PROBLEM STATEMENT
Every entry must be given again exactly as it is written.
--- EXERCISE MATERIAL ---
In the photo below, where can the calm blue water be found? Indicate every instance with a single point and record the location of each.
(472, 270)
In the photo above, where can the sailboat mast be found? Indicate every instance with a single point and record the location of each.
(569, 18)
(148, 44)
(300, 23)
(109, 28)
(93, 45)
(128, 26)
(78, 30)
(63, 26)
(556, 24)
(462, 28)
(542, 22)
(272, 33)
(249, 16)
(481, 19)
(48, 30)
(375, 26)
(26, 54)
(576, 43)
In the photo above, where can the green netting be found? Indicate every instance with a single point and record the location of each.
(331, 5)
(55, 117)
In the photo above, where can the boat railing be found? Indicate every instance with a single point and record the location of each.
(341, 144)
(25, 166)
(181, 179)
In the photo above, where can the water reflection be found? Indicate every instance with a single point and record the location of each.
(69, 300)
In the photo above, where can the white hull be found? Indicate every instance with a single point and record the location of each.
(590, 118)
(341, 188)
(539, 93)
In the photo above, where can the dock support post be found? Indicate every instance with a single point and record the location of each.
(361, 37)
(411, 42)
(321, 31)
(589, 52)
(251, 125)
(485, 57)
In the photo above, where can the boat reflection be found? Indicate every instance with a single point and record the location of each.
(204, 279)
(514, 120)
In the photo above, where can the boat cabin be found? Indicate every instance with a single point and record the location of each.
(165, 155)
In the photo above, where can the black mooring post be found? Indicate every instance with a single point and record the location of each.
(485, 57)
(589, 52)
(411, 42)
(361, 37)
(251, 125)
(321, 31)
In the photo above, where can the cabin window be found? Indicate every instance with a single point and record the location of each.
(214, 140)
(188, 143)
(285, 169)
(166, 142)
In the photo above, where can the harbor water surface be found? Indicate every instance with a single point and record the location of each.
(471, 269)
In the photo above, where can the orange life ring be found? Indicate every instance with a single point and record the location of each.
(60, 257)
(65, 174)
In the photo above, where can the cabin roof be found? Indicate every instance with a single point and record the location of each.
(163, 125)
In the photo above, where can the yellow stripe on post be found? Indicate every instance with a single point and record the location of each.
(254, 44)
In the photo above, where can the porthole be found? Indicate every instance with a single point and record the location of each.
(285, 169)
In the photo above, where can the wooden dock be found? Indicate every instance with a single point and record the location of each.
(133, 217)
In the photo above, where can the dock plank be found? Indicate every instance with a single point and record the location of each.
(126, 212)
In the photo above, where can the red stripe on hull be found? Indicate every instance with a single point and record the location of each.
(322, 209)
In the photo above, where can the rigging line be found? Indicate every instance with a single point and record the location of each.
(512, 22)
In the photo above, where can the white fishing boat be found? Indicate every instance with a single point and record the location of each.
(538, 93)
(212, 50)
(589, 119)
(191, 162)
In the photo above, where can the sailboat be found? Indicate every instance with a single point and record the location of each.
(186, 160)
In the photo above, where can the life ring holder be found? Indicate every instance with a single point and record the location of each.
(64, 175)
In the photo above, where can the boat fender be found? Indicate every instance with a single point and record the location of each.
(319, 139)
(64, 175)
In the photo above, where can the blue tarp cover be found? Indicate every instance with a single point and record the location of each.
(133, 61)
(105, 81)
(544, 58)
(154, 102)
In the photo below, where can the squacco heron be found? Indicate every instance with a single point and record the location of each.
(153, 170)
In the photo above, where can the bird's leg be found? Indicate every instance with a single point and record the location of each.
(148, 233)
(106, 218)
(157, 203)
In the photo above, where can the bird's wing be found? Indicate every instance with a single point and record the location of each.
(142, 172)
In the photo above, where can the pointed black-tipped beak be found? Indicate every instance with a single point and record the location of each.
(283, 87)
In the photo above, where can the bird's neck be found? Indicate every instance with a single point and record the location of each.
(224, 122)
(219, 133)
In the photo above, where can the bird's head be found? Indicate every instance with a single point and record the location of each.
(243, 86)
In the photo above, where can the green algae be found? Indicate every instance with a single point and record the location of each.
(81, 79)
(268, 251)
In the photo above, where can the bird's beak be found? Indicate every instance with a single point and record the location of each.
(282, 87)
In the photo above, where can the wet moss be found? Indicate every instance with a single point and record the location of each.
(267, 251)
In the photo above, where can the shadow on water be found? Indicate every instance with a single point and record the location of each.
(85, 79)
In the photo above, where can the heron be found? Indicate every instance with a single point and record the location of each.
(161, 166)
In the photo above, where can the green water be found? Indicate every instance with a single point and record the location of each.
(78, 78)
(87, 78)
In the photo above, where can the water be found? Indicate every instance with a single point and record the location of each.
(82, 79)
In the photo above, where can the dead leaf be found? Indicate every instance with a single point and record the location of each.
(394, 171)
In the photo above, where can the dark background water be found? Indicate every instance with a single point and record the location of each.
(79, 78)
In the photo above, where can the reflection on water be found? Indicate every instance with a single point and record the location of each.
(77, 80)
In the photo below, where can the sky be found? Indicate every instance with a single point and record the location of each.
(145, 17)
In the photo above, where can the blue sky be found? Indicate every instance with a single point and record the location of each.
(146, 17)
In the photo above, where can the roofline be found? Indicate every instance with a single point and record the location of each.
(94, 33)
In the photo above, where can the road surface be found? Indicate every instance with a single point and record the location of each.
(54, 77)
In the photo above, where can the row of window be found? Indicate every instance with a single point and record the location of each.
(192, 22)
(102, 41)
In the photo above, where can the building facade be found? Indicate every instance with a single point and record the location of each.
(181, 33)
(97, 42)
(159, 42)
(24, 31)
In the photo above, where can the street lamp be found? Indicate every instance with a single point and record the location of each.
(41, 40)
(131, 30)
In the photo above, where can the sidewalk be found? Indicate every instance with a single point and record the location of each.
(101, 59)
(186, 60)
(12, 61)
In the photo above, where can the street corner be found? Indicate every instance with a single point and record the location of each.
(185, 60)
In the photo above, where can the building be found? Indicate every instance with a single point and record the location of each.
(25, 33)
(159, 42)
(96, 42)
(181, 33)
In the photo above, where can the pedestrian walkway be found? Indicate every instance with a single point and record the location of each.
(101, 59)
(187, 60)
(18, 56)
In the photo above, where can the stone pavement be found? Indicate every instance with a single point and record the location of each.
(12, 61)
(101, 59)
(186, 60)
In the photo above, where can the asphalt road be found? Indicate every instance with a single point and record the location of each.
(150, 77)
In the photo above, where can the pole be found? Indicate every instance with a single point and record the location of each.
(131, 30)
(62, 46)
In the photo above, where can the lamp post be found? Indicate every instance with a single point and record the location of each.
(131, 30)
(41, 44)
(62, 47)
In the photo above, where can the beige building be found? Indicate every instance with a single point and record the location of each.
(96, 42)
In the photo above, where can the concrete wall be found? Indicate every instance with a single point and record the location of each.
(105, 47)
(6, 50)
---
TASK SOLUTION
In the photo below, where can the calm blue water be found? Indicate every instance with a single point and record the location of each.
(472, 270)
In the photo above, where can the sailboat mast be found? Indicate every instance with a single point and record the location of each.
(569, 18)
(148, 44)
(300, 23)
(109, 28)
(93, 45)
(128, 26)
(78, 30)
(63, 26)
(556, 24)
(462, 28)
(542, 22)
(272, 33)
(249, 16)
(481, 19)
(48, 30)
(375, 26)
(26, 54)
(576, 43)
In the photo above, where can the green netting be found? Indicate every instance with a single point and record the location of each.
(331, 5)
(55, 117)
In the photo above, where can the boat railing be found? Indicate every instance with a single point and record the location of each.
(341, 144)
(25, 166)
(181, 179)
In the photo above, where can the water reflection be found? Indicate every instance with a single point and record the location of each.
(69, 300)
In the photo above, where can the white hull be found? Indicate every instance with a single point and record the location of each.
(590, 118)
(341, 188)
(539, 93)
In the photo above, where can the dock support post be found? Indicate every instance with a single point and record the location of each.
(361, 37)
(411, 42)
(321, 31)
(589, 52)
(251, 125)
(485, 57)
In the photo above, where can the boat reflection be found? Indicate every instance with a single point and record the location of each.
(204, 279)
(514, 120)
In the photo above, where can the boat cabin be found? Indicate every instance with a single point and record the location of each.
(165, 155)
In the photo above, where can the black mooring post be found? Indicate every instance with a single point and record the location of each.
(485, 57)
(589, 52)
(411, 42)
(361, 37)
(251, 125)
(321, 31)
In the photo above, where can the cabin window be found? Indicate every instance with a single point and record the location of each.
(214, 140)
(188, 143)
(285, 169)
(166, 142)
In the photo above, where can the harbor water surface be found? Indicate every instance with a single point and record the location of each.
(471, 269)
In the photo above, where can the orange life ring be found? Indicate every instance with a single point and record the location of each.
(60, 257)
(65, 174)
In the photo above, where can the cabin roof be found? Indicate every instance with a single point and record the location of each.
(163, 125)
In the photo above, where can the yellow stripe on post be found? Indicate every instance with a single point and record the location of each.
(254, 44)
In the photo above, where can the porthole be found? Indicate every instance with a single point and record the location of each.
(285, 169)
In the photo above, where can the wooden dock be found? Indicate every instance with a single point and record the location of each.
(133, 217)
In the photo above, where can the dock plank be found? Indicate every instance with a single point and record the location of each.
(126, 212)
In the photo above, where can the red stripe on hull be found? Indicate every instance with a single point and record the location of each.
(322, 209)
In the photo above, where can the rigging line be found? Indicate every instance with a single point and record the location of each.
(512, 22)
In the photo above, where can the white fishing boat be found? Indicate every instance with a single point and record the location of each.
(538, 93)
(212, 50)
(589, 119)
(191, 162)
In the photo above, where can the sailboat be found? Indicate every instance with a single point and record the location of each.
(186, 160)
In the photo above, where can the life ring holder be found? Indicate every instance with a single point and record the location of each.
(64, 175)
In the photo above, where can the boat fender be found? Indicate every instance with a single point and record the location of each.
(319, 139)
(64, 175)
In the photo above, where can the blue tarp cover be found? Indicate every instance with a single point and record the location of each.
(133, 61)
(105, 81)
(544, 58)
(154, 102)
In the photo below, where can the squacco heron be found? Indicate every instance with a single point and record the location of each.
(153, 170)
In the photo above, where can the bird's leg be found? Indicate every instance with a single point and record the location of each.
(148, 233)
(106, 218)
(157, 203)
In the photo above, where can the bird's wing be found? Indicate every instance with a single point and record the location of each.
(142, 172)
In the photo above, where can the pointed black-tipped beak be found? Indicate every instance with a single point and record the location of each.
(283, 87)
In the photo above, where can the bird's neck be found? Indicate every instance with a single point and record the location of each.
(224, 122)
(219, 133)
In the photo above, where can the bird's head be found? Indicate every instance with a single point and record the location of each.
(243, 86)
In the photo above, where can the green algae be found? Indicate every instance with a single point and record the location of each.
(81, 79)
(268, 251)
In the photo above, where can the bird's beak be found? Indicate every instance with a single point and record the location of each.
(282, 87)
In the photo above, where can the wet moss be found? Indicate every instance with a single point and record the location of each.
(267, 251)
In the photo above, where can the shadow on water be found? Indicate every instance with a single point and record the location of each.
(85, 79)
In the photo above, where can the heron be found? Indicate every instance with a single point and record the location of each.
(161, 166)
In the photo above, where can the green water be found? Indicate every instance with a single point and record the location of each.
(78, 78)
(87, 78)
In the photo above, where can the water be found? Indicate every instance with a single point and record the location of each.
(82, 79)
In the photo above, where can the dead leaf be found? Indicate every instance with a single point and record the location of each.
(394, 171)
In the photo above, where can the dark background water be found? Indicate every instance with a single point and record the location of each.
(79, 78)
In the photo above, where can the reflection on water be found? Indicate every instance with a single point and record the location of each.
(77, 80)
In the photo below, where can the sky be found? Indicate every instance with a single point and record the location of each.
(145, 17)
In the photo above, where can the blue sky be found? Indicate every instance with a single point and record the location of each.
(146, 17)
In the photo above, where can the roofline be found? Indicate every instance with a single point and record the location of each.
(94, 33)
In the photo above, where can the road surface be found? Indicate every instance with a single point and record the location of each.
(54, 77)
In the photo above, where can the row of window be found? Indicate every instance with a single point and record the location of each.
(192, 22)
(102, 41)
In the photo above, where can the building facade be found? Indicate every instance with a single point and record the location of each.
(181, 33)
(97, 42)
(159, 42)
(24, 31)
In the photo above, where can the street lamp be found? Indicate every instance with a single point and record the location of each.
(41, 40)
(131, 30)
In the photo above, where can the sidewalk be found? Indicate every instance with a single point and record the location of each.
(101, 59)
(186, 60)
(12, 61)
In the photo above, where can the street corner be found? Indicate every instance with a single point and record the location of each.
(185, 60)
In the photo above, where can the building be found? Indicate every instance with a single point and record the location of each.
(25, 33)
(159, 42)
(96, 42)
(181, 33)
In the photo above, where can the pedestrian walkway be found? Indicate every instance with a single point and record the location of each.
(101, 59)
(187, 60)
(18, 56)
In the photo above, where can the stone pavement be found? Indicate every instance with a single point and record the location of each.
(12, 61)
(101, 59)
(186, 60)
In the photo above, where can the asphalt road be found? Indicate every instance with a single point and record the location of each.
(150, 77)
In the photo above, where can the pole be found? Indicate every instance with a single point and record the location of each.
(131, 30)
(62, 46)
In the photo above, where can the lamp post be found? Indicate every instance with a single point and record the location of each.
(131, 30)
(41, 44)
(62, 47)
In the photo above, where can the beige building be found? Indicate every instance with a single point and record the location of each.
(96, 42)
In the photo above, where can the concrete wall be found? Indicate every instance with a single point and record the location of each.
(105, 47)
(6, 50)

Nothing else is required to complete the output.